Data excerpts ▸
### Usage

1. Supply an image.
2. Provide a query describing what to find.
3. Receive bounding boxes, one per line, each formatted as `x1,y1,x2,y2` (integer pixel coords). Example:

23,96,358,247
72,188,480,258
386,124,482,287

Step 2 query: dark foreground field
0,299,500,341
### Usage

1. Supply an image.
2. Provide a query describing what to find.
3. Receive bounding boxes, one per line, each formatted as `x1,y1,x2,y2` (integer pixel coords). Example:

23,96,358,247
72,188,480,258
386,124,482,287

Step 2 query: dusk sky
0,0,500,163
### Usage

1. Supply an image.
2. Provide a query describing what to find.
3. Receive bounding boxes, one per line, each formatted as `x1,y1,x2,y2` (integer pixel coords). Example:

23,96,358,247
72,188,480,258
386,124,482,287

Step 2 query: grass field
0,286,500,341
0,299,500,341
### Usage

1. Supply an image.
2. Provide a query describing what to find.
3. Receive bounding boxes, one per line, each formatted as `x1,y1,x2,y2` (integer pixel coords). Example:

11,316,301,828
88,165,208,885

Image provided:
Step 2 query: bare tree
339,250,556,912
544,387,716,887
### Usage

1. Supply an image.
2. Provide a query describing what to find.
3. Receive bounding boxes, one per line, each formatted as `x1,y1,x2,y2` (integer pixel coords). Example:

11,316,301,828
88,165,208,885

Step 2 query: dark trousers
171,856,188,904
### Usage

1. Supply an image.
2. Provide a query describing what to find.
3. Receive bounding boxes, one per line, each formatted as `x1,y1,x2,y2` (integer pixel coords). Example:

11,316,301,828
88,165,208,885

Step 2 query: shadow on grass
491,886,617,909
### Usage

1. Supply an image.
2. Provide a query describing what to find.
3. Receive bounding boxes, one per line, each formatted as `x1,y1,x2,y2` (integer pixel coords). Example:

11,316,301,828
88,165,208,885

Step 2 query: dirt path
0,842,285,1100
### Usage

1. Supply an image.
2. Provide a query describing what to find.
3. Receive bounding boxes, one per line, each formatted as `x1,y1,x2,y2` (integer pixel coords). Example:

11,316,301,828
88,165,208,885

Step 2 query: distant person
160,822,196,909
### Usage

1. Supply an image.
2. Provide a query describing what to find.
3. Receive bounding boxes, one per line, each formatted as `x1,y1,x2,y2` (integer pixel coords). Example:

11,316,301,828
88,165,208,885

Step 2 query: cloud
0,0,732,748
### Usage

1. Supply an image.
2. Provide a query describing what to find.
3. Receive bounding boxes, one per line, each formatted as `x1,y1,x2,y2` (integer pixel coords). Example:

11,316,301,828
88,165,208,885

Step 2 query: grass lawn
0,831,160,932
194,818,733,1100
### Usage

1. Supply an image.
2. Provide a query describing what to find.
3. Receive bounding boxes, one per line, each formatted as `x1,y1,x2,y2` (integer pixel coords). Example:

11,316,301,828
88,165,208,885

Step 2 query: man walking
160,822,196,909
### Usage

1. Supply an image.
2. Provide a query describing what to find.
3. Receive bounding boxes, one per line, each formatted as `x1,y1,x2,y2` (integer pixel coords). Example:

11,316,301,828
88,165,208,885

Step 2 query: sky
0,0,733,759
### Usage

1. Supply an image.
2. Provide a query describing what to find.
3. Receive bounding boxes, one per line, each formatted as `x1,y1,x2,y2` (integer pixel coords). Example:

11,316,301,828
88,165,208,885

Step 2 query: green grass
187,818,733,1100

Task statement ▸
Please reproduce all of the material above, replacing "Supply" with "Upload" wherever it appears and leaving everything else untouched.

Reply ▸
### Usage

1. Upload an image.
2. Provide a query describing what to find.
3. Receive bounding boxes, one per line, each formatted as `x1,y1,x2,y2` (integer pixel coords). Example:

23,96,358,247
72,188,480,258
386,124,482,287

Step 2 query: dark foreground field
0,299,500,341
### Usage

1. Upload an image.
2. Provide a query describing what to find.
3. Receive bounding boxes, one per line, each formatted as `x1,y1,x2,y2` (integer pixel coords). Example:

23,96,358,247
72,188,480,258
386,124,482,287

Step 2 query: dusk sky
0,0,500,163
### Usage

1. Upload an image.
2. Provide a query describing what to find.
3. Receive bounding boxes, one per line, each formatted as `x1,y1,x2,y2` (integer pixel coords). Example:

23,96,358,247
72,188,480,258
386,124,482,287

Step 2 query: grass field
0,286,500,341
0,299,500,341
### Usage

1. Upload an image.
2. Provide a query describing what to find.
3. Receive bounding boxes, one per line, each formatted as `x1,y1,x2,y2` (integer pixel coords). Example:

11,316,301,828
88,165,208,885

Image provided:
Step 2 query: bare tree
339,250,556,912
544,387,716,887
### Usage

1. Upload an image.
2. Provide a query describing what to find.
3. Receive bounding boxes, one per line, each formatted as `x1,y1,x2,y2` (integer pixel coords). Example:

11,316,301,828
88,165,208,885

Step 2 query: dark trousers
171,856,188,904
### Usage

1. Upload an image.
2. Provide a query describing what to find.
3. Receive bounding boxes, one per line, each formatted as `x1,y1,x2,y2` (integer pixel coords). Example:

11,316,301,828
88,165,208,885

Step 2 query: shadow on grass
491,886,617,909
### Usage

1. Upload an image.
2. Provide a query describing what to find.
3. Receive bounding boxes, one per line, each formatted as `x1,y1,x2,y2` (integer pixel coords). Example:

11,316,301,828
88,165,208,885

Step 2 query: dirt path
0,842,285,1100
### Usage

1. Upload an image.
2. Provide a query describing what to find.
3. Receive bounding boxes, one per line, each formatted as `x1,y1,x2,y2` (integer pixel coords). Example:

11,316,301,828
88,165,208,885

Step 2 query: distant person
160,822,196,909
### Usage

1. Upload an image.
2. Provide a query describing what to find.
3. Receive bounding boxes, one per line, each formatted as `x1,y1,x2,y2` (integer pixel coords). Example:

11,316,301,828
88,165,208,885

Step 2 query: cloud
0,0,732,748
### Usage

1. Upload an image.
2. Provide a query describing what to find.
3. Receive bounding boxes, one per line, each formatted as `x1,y1,x2,y2` (integer pixel coords). Example:

11,316,301,828
88,165,208,885

Step 2 query: grass lawn
0,831,160,932
194,818,733,1100
### Usage

1. Upload an image.
2. Provide a query describing what to find.
3. Receive bounding boxes, one per line, each formatted as `x1,y1,x2,y2` (integer pixel coords). Example:

11,316,301,828
88,165,208,885

Step 2 query: man walking
160,822,196,909
### Usage

1. Upload an image.
2. Provide a query describing what to find.
3. Receive bounding boxes, one per line, each formatted as `x1,y1,x2,y2` (integer pixel coords). Example:

11,316,301,828
88,165,208,885

Step 2 query: sky
0,0,733,759
### Usage

1. Upload an image.
2. Provide a query describing what to find.
3. Receive bounding boxes, one per line, each formatted as `x1,y1,x2,y2` (integer pixel coords). Example:

11,316,301,828
88,165,208,885

Step 2 query: green grass
187,818,733,1100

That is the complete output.